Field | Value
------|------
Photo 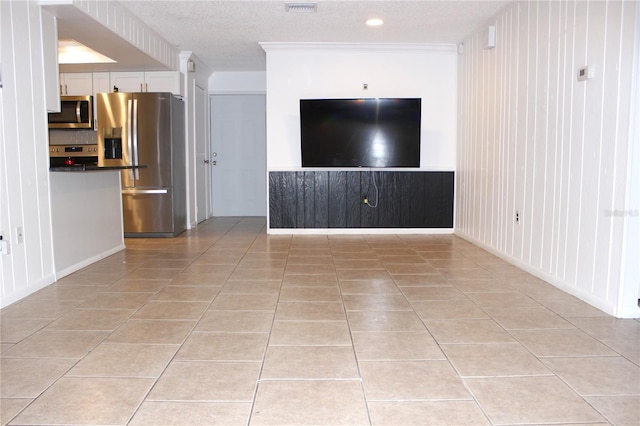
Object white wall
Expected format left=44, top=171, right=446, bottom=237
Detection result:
left=260, top=43, right=457, bottom=171
left=1, top=0, right=57, bottom=308
left=209, top=71, right=266, bottom=93
left=456, top=1, right=639, bottom=318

▸ Problem statement: Repeat the data word for word. Skip the pictures.

▸ Problem solution:
Field | Value
------|------
Photo 
Object white wall
Expected format left=44, top=171, right=446, bottom=237
Detection result:
left=260, top=43, right=457, bottom=171
left=1, top=0, right=57, bottom=308
left=209, top=71, right=266, bottom=93
left=456, top=1, right=639, bottom=318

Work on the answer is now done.